---------- SUPPLIED MATERIAL ----------

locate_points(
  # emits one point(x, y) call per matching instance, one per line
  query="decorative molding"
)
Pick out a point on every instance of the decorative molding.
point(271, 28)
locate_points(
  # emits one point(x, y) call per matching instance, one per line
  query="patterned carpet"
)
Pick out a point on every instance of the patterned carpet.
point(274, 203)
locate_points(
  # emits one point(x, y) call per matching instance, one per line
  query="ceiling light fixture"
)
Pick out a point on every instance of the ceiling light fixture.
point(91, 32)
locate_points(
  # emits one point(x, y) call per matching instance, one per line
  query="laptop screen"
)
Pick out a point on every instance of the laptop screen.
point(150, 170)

----------

- _GIVEN PROBLEM_:
Reproduce the material word for word, from its start through the line containing "point(271, 28)", including that line.

- _SOLUTION TO THIS TASK_:
locate_points(
  # emits one point(x, y) call per matching instance, one per line
  query="decorative molding"
)
Pick out a point on every instance of the decorative molding.
point(271, 28)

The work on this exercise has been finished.